• RECORDS SUPPLIED:

▬▬▬▬▬▬

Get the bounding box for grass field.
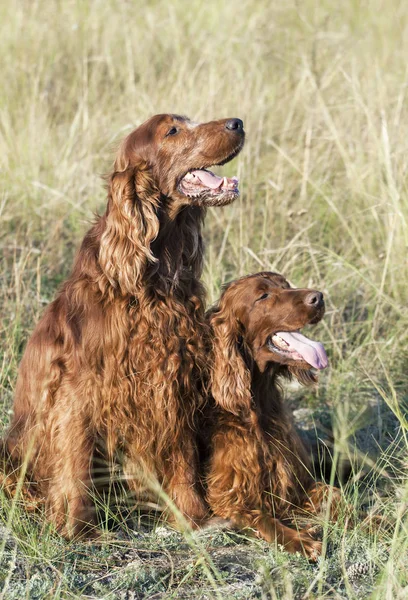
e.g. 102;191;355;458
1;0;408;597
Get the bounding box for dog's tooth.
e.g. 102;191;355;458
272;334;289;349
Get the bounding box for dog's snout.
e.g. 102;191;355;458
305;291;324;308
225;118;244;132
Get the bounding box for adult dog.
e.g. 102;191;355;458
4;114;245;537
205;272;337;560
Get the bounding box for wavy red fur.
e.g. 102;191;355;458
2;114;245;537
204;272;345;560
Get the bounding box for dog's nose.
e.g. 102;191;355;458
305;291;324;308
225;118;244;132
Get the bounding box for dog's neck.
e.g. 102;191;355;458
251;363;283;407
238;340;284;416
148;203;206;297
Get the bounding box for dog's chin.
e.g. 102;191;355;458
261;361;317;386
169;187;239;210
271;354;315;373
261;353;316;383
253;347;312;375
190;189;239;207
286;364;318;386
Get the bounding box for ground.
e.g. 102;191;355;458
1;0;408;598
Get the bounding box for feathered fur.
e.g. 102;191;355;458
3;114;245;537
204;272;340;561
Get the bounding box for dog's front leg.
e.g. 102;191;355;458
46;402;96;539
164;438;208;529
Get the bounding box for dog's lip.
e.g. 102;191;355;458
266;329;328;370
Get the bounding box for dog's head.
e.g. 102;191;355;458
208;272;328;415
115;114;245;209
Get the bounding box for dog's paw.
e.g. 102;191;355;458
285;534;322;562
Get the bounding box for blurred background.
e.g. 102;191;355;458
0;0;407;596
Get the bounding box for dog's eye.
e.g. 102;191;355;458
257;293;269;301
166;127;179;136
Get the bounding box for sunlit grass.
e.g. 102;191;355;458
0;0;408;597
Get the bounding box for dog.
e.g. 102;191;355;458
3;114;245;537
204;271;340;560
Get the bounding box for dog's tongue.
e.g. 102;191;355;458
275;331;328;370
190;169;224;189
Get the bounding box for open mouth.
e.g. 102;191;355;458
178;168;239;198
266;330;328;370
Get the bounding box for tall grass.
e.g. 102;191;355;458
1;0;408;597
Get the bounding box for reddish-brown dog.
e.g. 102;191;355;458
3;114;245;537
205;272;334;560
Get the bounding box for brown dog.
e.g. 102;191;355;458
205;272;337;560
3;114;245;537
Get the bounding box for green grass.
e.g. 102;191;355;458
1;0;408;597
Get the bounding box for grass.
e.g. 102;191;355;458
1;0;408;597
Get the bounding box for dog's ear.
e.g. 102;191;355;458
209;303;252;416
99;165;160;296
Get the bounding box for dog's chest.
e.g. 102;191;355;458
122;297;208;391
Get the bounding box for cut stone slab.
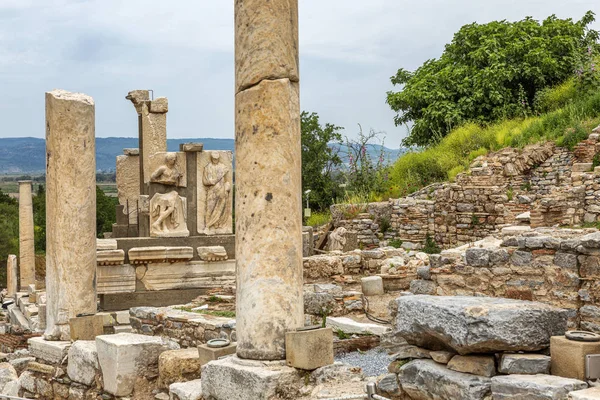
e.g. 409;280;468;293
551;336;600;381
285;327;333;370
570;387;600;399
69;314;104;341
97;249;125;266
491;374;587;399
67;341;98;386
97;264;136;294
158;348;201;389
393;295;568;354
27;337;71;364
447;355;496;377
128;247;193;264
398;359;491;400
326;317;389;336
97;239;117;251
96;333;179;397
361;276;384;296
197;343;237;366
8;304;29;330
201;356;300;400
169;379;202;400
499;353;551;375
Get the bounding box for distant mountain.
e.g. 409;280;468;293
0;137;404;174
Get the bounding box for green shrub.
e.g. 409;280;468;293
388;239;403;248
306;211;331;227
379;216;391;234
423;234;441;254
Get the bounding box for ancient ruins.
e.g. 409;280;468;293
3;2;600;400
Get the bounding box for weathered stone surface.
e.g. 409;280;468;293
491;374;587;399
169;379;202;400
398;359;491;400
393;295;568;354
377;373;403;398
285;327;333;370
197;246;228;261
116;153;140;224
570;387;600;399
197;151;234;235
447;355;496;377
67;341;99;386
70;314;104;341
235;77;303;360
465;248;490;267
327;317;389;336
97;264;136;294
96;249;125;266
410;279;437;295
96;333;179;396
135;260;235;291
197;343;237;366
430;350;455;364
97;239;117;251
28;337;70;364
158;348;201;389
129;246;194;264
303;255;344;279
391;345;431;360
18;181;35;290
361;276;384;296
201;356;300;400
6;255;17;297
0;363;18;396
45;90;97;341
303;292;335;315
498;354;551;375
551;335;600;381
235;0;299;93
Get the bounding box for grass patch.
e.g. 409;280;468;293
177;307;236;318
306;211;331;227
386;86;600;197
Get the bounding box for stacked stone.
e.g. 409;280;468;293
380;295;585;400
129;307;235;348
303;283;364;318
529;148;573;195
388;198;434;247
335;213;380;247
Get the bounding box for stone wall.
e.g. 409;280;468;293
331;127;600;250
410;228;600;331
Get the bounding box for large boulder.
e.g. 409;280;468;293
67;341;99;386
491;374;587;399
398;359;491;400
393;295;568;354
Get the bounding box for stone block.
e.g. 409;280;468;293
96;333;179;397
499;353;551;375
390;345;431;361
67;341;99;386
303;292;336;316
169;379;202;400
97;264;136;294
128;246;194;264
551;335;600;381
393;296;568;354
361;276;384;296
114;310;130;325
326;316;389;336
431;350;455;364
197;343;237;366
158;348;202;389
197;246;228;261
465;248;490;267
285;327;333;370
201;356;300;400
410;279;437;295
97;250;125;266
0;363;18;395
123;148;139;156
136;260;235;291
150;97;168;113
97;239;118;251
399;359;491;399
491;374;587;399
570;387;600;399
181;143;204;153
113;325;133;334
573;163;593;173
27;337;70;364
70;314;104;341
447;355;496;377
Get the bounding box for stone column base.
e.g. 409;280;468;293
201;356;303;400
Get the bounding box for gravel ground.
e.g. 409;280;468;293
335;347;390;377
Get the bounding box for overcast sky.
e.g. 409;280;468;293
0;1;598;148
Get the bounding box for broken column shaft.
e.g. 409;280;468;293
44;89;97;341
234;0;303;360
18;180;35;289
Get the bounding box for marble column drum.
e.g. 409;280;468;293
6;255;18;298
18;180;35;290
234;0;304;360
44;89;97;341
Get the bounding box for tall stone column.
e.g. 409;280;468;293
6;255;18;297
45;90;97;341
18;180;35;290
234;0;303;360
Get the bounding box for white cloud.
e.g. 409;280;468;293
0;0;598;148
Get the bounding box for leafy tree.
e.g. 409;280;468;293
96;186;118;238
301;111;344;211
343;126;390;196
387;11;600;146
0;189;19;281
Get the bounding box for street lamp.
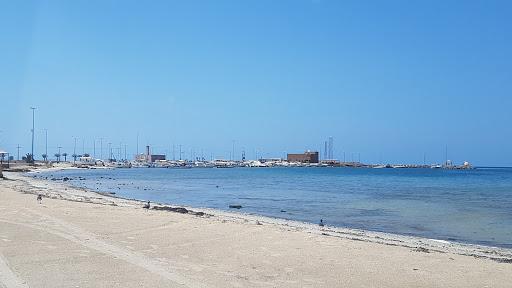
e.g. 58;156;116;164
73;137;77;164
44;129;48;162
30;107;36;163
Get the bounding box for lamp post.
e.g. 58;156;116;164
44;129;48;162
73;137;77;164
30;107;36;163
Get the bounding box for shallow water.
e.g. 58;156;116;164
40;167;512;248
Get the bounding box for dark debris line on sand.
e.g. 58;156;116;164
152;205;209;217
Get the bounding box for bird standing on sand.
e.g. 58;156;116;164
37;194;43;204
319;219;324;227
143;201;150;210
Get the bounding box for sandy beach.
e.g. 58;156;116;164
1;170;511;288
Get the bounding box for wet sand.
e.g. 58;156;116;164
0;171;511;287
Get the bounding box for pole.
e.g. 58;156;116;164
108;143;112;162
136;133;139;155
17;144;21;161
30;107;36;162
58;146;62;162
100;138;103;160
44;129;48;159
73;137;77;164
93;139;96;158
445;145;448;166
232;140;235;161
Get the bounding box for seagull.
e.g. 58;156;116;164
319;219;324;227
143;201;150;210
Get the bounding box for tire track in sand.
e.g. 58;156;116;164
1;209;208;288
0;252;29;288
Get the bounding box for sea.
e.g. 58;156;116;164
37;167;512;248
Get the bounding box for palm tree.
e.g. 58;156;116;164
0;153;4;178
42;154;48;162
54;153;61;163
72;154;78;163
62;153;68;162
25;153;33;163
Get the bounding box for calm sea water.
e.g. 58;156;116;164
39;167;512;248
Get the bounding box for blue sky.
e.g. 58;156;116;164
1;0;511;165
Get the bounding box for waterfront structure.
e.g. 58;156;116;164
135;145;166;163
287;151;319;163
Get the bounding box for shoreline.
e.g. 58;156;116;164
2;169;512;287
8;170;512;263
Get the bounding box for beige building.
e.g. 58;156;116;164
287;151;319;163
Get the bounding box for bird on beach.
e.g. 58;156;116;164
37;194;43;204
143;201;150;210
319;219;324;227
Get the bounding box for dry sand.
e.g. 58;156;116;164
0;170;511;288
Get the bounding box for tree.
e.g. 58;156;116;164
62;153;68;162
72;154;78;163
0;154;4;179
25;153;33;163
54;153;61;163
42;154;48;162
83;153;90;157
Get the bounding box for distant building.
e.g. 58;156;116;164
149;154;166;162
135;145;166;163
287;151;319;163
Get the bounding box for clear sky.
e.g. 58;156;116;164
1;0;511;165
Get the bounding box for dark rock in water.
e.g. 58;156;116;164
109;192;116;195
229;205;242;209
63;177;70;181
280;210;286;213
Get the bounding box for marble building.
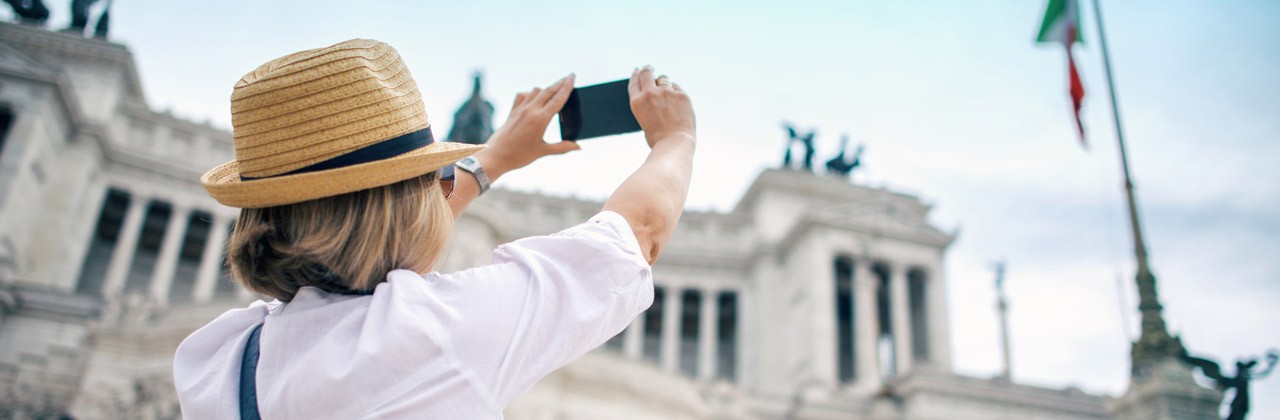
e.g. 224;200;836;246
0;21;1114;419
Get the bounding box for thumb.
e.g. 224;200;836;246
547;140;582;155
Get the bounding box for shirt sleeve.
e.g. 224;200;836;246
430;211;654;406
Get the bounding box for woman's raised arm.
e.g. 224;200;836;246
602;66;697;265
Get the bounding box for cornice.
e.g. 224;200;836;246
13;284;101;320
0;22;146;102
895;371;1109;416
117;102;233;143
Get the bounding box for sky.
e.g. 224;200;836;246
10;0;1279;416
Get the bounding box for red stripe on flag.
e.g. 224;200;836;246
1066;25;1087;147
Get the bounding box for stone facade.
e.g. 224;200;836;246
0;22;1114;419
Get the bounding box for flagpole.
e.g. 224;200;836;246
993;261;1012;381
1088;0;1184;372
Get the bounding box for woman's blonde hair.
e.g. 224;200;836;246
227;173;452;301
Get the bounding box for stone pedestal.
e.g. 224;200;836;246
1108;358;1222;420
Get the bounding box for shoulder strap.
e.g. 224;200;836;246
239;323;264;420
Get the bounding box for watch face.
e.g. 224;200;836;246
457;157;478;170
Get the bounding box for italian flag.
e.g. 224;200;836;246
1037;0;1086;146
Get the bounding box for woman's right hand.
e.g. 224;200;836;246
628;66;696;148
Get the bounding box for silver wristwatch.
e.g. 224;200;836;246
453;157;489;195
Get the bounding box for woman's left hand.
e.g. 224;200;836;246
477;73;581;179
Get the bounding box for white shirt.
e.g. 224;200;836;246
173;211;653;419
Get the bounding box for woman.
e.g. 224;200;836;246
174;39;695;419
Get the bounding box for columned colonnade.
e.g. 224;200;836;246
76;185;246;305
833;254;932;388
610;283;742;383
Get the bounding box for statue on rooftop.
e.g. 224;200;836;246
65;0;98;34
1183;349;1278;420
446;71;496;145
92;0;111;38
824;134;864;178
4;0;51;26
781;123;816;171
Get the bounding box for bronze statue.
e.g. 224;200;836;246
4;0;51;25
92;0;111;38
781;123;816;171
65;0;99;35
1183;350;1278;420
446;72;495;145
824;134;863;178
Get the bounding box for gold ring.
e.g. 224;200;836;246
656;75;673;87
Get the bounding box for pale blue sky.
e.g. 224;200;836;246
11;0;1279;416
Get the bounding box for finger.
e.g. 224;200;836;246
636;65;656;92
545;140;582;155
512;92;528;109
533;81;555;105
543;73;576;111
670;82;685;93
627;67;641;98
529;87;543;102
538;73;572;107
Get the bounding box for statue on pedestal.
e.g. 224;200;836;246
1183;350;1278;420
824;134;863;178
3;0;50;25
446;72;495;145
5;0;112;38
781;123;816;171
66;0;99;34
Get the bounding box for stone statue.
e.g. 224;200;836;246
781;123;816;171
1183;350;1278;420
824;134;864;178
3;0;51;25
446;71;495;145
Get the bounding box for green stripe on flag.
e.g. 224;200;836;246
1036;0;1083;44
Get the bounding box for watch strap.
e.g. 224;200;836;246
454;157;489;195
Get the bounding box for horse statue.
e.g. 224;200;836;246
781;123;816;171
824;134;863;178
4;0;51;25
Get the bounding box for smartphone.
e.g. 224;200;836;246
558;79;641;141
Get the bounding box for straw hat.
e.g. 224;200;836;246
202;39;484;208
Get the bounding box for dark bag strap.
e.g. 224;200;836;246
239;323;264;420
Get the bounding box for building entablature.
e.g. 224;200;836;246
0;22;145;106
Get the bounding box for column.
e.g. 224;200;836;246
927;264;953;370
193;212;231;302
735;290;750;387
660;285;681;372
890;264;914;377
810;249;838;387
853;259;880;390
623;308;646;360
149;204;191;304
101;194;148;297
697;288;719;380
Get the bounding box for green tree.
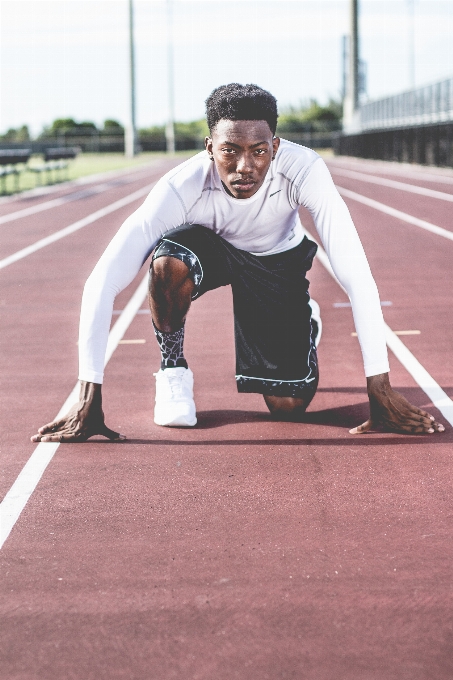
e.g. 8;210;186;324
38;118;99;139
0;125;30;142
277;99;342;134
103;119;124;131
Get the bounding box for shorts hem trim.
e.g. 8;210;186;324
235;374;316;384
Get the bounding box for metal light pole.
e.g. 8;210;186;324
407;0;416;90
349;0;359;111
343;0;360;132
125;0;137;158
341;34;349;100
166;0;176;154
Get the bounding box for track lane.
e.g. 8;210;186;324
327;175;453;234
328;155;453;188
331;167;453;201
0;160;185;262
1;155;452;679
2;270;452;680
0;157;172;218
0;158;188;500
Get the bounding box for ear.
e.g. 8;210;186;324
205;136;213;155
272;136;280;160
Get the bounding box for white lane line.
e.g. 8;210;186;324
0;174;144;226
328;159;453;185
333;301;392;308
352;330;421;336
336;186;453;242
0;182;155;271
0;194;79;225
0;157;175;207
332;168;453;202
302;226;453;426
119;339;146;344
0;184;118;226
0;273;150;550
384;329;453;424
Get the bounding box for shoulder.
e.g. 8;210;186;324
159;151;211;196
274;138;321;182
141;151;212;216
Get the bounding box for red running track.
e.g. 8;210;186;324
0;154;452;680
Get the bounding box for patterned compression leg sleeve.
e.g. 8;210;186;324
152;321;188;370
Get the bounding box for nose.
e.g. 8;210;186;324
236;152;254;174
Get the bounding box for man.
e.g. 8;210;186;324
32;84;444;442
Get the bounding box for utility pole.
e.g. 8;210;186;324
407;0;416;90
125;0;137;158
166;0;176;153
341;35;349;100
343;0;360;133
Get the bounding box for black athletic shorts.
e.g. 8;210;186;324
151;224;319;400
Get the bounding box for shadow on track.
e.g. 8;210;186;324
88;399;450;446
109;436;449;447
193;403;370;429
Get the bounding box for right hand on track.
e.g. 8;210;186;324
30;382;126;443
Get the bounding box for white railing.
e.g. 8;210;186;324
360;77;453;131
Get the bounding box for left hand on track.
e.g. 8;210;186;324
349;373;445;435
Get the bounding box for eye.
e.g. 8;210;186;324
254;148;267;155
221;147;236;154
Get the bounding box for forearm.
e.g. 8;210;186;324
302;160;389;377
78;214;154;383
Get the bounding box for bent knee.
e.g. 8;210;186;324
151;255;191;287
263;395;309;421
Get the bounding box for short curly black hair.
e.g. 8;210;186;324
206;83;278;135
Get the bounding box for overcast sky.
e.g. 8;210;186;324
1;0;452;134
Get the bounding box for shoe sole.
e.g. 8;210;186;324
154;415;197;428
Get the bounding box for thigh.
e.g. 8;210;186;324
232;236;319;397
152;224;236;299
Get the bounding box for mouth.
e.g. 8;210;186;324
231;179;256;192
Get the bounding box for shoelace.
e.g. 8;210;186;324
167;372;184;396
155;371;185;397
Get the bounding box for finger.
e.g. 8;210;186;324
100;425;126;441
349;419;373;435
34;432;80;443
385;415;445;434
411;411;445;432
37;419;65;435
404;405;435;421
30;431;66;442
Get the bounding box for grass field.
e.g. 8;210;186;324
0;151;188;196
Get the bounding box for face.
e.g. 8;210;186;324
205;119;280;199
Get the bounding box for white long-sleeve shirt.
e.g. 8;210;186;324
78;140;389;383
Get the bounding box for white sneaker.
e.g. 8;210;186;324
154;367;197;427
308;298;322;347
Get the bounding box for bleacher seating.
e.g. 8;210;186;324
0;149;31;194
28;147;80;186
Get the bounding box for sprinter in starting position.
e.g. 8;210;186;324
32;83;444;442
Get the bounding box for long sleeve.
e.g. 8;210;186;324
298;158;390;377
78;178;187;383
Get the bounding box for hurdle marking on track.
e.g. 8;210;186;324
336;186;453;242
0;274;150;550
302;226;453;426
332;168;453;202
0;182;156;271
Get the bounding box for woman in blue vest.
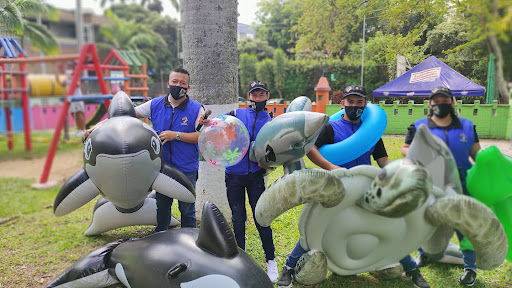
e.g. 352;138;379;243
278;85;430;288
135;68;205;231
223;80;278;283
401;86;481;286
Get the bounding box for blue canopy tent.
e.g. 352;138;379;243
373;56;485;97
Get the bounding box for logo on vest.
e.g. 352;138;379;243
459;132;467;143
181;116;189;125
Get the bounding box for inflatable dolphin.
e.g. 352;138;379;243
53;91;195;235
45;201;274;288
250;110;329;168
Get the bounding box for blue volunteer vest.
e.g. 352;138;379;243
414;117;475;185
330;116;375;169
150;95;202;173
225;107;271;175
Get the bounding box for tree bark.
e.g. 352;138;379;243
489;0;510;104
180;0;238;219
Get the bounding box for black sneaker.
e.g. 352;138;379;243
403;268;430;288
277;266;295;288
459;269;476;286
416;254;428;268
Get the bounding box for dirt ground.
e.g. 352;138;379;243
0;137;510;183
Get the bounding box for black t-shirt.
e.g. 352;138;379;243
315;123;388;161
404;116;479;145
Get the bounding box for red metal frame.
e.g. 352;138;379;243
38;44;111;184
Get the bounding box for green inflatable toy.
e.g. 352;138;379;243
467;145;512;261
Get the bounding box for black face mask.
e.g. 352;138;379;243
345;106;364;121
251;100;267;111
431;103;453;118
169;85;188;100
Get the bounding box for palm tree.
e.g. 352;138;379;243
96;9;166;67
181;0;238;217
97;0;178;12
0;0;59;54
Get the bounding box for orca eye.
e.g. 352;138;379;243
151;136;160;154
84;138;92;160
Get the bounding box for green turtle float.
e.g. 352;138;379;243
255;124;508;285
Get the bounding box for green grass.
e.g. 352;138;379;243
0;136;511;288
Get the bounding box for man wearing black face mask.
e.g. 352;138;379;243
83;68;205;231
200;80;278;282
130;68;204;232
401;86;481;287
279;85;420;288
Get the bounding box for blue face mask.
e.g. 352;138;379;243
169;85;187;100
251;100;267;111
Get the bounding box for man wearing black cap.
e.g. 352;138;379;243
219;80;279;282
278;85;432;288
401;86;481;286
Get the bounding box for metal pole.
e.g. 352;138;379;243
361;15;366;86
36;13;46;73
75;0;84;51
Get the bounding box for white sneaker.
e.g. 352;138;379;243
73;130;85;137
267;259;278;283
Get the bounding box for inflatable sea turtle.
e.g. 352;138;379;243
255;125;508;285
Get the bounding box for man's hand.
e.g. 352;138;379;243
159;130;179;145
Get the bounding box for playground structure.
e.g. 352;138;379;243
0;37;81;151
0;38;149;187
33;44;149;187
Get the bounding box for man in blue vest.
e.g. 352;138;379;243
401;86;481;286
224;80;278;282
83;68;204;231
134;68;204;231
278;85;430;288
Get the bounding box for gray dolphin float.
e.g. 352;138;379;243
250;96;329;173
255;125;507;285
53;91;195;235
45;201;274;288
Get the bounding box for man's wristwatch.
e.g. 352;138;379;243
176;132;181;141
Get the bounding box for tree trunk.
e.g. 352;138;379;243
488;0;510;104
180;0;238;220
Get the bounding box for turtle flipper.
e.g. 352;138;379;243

▬▬▬▬▬▬

• PROBLEM STATEMENT: Output only the lines running from the top of the data above to the line with "Get the bounding box for dog's front leg.", inclusive, word for word and without pictures.

• OUTPUT OF THE EXERCISE:
Get the bounding box for grass field.
e.g. 102;191;355;458
1;0;408;597
Get the bounding box for dog's tooth.
e.g. 102;191;355;458
272;334;289;349
Get the bounding box for dog's snout.
e.g. 102;191;355;458
305;291;324;308
225;118;244;132
Get the bounding box for adult dog.
e.g. 102;191;355;458
4;114;245;537
205;272;337;560
Get the bounding box for wavy red fur.
e.g. 102;191;355;458
2;114;245;537
204;272;345;560
Get the bounding box for dog's nose.
e.g. 102;191;355;458
305;291;324;308
225;118;244;132
Get the bounding box for dog's neck.
e.g. 102;191;355;458
251;363;283;407
238;340;284;416
148;203;206;297
Get the bounding box for dog's chin.
e.g. 102;191;355;458
261;361;317;386
169;187;239;210
271;354;315;373
261;353;316;383
253;347;312;375
190;189;239;207
286;364;318;386
Get the bounding box for ground.
e.g. 102;191;355;458
1;0;408;598
Get the bounding box for feathered fur.
e.g. 102;191;355;458
3;114;245;537
204;272;340;561
Get the bounding box for dog's front leg.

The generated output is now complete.